══ Reading passage ══

Data Scientist
This is the second in a series on gradients, check out an introduction here and also the hinge loss gradient. The softmax function appears in a number of disciplines and goes by many names. I first saw it in physics class in the context of thermodynamics. We called the bottom half the partition function and its related to many thermodynamic variables like free energy and entropy.
The loss function used for softmax svm is stated like this for a single training example:
\[L_i = -log\left (\dfrac{e^{s_{iy_i}}}{\sum\limits_j e^{s_{ij}}}\right )\]where again \(s_{ij} = \sum\limits_k X_{ik}W_{kj}\). This is not conventional notation, but for this article, I will be calling \(e^{s_{ij}}\) the score factor in analogy with the Boltzmann factor in thermodynamics (which is written \(e^{-\beta E}\). This loss is relatively straightforward to calculate compared to the hinge loss.
We will calculate the scores, and then the matrix of score factors. We will produce both a selection of the correct score factors and a sum over all the classes of the score factors. Finally, we divide the two vectors element-wise and take the negative logarithm.

═══

§ **What to do**
Can you carry on the article on the softmax loss and its gradient, picking up right after its final sentence?

══ Data to examine ══

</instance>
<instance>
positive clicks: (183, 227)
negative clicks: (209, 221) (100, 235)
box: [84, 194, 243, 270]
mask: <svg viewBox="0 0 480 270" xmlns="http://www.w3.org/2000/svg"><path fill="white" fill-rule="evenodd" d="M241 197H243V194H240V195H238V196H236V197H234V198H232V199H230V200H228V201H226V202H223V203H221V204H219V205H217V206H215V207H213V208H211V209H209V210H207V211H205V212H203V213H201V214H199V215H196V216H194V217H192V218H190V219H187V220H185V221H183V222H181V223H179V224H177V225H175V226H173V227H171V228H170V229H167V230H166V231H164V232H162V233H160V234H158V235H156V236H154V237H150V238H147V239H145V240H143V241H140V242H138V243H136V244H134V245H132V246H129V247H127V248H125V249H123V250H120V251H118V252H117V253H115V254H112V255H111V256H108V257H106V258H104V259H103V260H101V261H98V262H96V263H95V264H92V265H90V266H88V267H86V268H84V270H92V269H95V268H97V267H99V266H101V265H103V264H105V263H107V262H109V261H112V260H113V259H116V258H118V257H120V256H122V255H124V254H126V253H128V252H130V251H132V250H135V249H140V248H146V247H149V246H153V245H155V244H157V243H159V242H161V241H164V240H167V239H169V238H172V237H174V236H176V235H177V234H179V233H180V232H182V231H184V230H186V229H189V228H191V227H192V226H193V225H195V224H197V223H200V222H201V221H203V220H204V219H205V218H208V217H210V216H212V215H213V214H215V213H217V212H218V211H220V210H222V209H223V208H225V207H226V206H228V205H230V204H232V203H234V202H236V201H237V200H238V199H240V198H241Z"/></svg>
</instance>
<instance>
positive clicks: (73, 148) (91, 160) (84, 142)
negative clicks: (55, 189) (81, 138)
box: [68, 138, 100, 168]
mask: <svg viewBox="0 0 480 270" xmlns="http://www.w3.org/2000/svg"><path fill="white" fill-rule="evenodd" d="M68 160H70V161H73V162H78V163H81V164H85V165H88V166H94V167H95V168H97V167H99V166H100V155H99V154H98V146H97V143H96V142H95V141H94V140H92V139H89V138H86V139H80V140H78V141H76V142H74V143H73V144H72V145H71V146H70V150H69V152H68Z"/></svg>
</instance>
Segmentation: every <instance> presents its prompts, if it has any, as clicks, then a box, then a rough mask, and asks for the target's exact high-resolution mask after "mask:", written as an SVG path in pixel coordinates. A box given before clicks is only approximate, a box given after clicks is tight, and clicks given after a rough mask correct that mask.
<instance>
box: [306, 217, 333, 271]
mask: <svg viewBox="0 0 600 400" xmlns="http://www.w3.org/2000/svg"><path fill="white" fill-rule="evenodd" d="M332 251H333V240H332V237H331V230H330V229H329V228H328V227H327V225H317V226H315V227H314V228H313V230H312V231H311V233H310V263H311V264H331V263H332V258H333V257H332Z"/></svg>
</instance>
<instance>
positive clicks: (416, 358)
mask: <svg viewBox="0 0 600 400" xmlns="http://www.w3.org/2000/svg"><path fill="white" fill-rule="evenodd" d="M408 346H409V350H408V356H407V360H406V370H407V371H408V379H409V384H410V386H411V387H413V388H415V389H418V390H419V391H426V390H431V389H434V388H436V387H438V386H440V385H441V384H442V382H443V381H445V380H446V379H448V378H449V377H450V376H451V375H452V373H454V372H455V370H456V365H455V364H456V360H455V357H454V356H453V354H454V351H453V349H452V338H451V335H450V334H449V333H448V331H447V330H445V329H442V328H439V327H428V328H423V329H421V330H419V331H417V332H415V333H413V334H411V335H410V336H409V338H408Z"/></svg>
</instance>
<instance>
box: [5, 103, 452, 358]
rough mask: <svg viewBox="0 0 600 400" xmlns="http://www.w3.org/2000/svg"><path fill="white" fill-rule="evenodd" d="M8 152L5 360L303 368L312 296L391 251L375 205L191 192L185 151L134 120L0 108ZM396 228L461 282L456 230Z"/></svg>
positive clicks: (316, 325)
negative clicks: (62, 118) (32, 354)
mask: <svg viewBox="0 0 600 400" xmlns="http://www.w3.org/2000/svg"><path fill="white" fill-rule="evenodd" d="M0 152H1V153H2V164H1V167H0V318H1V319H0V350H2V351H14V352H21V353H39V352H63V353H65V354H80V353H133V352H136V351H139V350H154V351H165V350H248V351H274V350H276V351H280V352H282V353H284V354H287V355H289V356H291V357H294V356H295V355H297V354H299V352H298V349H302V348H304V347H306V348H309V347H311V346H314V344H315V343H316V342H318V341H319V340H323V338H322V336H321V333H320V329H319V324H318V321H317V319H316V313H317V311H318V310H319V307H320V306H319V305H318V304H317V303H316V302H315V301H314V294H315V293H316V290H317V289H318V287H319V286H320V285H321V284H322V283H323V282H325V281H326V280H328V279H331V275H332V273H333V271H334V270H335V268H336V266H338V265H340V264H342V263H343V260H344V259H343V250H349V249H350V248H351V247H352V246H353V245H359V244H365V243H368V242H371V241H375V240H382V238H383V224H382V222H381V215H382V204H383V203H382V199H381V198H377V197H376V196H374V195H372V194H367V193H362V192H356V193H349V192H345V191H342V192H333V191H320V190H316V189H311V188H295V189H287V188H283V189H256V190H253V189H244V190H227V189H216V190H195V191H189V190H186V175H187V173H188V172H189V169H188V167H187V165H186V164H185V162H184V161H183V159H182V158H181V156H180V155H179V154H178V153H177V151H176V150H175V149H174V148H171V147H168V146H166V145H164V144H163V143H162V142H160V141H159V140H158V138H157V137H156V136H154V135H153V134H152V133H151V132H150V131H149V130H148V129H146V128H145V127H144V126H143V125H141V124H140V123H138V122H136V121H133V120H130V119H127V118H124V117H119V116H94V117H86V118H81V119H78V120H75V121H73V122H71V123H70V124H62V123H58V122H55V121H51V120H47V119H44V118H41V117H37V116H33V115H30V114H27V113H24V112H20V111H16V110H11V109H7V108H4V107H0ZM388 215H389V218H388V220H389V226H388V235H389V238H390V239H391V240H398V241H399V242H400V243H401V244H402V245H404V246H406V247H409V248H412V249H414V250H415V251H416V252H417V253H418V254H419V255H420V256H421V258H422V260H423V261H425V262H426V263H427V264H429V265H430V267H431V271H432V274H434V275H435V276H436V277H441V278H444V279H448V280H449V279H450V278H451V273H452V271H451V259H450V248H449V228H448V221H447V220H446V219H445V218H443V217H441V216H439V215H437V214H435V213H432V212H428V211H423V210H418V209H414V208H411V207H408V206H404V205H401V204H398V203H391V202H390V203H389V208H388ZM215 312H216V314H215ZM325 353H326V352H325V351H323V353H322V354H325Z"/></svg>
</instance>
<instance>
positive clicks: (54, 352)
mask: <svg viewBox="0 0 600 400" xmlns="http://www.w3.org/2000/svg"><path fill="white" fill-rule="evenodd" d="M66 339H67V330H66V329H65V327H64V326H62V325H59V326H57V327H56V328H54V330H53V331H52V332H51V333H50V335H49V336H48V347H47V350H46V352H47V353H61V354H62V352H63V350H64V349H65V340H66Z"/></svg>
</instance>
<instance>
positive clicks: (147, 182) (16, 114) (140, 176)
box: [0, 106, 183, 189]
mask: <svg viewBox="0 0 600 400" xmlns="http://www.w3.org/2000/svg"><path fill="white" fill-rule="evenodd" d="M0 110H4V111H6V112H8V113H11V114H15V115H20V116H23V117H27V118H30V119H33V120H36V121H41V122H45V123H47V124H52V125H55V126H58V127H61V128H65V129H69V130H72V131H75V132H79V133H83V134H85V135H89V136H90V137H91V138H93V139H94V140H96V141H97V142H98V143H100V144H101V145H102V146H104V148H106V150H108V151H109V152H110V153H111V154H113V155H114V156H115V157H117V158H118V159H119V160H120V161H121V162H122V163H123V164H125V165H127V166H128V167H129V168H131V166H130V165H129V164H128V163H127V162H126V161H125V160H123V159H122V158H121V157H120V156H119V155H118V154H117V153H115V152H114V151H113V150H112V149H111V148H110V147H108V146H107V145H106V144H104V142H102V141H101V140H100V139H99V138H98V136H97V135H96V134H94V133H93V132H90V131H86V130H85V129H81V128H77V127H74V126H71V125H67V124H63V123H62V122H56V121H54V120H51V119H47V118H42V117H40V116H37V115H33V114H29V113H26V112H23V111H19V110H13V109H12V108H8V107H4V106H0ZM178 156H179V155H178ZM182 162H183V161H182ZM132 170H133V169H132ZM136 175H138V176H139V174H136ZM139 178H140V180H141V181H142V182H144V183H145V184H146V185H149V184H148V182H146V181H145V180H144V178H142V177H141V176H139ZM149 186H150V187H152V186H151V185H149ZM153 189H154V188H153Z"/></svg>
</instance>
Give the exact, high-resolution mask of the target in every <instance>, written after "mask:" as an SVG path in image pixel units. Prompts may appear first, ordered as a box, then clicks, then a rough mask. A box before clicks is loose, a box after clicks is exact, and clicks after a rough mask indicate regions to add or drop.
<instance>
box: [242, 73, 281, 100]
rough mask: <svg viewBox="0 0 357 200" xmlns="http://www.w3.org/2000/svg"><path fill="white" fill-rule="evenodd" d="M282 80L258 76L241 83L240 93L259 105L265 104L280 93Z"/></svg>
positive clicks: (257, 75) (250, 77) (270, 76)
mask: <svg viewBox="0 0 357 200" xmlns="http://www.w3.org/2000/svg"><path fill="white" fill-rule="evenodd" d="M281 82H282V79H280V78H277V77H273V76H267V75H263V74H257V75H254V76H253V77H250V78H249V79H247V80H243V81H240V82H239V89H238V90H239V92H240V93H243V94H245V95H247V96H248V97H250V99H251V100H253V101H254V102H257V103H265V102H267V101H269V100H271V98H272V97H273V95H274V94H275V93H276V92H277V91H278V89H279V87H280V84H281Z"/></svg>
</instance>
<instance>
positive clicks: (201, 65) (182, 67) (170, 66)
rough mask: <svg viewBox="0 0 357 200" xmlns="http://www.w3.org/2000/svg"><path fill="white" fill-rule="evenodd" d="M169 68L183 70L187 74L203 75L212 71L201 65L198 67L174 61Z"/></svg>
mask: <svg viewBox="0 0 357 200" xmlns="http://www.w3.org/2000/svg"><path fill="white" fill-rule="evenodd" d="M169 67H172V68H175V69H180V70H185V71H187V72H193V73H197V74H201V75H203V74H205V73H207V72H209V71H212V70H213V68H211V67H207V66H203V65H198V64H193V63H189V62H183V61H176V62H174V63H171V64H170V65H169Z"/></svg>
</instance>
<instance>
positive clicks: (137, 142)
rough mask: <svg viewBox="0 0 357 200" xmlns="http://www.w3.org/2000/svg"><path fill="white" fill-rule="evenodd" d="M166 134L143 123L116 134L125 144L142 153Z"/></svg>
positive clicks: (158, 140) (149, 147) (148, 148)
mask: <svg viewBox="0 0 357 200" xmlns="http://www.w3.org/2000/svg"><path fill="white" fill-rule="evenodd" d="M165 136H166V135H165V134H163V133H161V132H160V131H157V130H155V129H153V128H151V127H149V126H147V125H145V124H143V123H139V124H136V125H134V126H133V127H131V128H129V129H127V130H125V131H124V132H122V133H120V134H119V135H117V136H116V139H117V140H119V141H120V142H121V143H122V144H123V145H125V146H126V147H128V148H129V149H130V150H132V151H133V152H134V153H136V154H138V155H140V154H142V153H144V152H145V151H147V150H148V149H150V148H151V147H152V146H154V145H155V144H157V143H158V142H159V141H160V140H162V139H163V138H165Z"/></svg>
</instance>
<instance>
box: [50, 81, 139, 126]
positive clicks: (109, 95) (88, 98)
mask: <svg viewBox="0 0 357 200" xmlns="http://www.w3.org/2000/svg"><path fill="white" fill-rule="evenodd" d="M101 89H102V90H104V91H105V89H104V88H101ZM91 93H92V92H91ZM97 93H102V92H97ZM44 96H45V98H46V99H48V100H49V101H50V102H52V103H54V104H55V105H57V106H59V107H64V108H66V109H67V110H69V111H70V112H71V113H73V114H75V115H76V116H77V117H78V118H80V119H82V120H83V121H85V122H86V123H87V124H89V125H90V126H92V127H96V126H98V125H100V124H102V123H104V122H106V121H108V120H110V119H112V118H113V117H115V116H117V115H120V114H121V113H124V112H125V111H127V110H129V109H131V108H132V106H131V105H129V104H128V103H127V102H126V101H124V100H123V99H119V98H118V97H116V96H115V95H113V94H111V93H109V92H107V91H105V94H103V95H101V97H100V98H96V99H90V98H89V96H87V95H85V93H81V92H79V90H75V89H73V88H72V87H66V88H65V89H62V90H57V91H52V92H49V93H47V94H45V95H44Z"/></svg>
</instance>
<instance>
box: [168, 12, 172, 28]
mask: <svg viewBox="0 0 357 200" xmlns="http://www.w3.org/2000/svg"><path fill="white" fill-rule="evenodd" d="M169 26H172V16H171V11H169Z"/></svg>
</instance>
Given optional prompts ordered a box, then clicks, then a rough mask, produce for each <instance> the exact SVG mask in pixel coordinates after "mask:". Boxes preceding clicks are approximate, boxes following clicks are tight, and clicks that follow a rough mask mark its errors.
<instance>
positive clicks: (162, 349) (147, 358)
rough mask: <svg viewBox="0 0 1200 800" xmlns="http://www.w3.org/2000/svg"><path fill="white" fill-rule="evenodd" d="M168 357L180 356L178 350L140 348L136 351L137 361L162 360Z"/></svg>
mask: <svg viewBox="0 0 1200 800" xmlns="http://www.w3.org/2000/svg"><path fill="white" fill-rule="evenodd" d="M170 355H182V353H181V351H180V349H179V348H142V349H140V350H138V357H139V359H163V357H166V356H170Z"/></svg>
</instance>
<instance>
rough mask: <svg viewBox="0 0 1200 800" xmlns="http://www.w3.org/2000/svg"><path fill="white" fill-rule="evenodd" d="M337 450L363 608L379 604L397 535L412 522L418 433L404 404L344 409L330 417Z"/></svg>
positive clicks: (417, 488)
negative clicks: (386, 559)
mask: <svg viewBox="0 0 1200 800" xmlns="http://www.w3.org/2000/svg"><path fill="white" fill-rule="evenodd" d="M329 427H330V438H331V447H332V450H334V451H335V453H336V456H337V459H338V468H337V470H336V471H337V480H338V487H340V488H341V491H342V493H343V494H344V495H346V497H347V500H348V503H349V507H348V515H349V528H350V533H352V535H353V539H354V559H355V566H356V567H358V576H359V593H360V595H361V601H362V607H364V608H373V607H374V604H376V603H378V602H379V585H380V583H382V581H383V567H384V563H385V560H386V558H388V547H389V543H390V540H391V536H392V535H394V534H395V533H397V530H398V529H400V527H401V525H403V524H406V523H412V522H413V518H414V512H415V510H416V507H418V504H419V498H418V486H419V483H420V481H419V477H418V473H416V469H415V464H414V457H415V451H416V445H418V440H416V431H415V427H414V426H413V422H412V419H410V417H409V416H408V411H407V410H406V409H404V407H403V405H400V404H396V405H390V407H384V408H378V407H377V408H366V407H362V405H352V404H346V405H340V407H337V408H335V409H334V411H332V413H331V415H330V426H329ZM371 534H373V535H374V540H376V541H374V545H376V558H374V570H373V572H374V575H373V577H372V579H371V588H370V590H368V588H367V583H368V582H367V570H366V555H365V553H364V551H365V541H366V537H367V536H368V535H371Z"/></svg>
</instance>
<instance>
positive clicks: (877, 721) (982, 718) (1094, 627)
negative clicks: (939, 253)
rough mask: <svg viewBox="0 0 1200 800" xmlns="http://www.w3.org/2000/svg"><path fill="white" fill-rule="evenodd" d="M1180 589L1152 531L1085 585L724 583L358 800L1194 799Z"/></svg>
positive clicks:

═══

§ **Reply to the task**
A trick often suggested is to subtract off the maximum score from all elements in the score matrix so that the score factors don’t become too large. Since the score factors are normalized to always be less than one, this is more a practical consideration than a mathematical one. It doesn’t affect the outcome because
\[\dfrac{e^{s_{iy_i}-s_{max}}}{\sum\limits_j e^{s_{ij}-s_{max}}} = \dfrac{e^{-s_{max}}e^{s_{iy_i}}}{e^{-s_{max}}\sum\limits_j e^{s_{ij}}} = \dfrac{e^{s_{iy_i}}}{\sum\limits_j e^{s_{ij}}}\]So let’s translate this loss function into numpy:
#Find number of training examples
num_train = X.shape[0]
#Useful for indexing over all rows
i = np.arange(num_train)
#Calculate Scores
scores = X @ W
#subtract off the maximum score, do this for each training example
#keepdims keeps the 1D matrix as a column vector
score_max = np.amax(scores, axis = 1, keepdims = True)
scores -= score_max
#calculate score factors
score_factors = np.exp(scores)
#Create sums to normalize the score factors
score_factor_sums = np.sum(score_factors,axis = 1, keepdims = True)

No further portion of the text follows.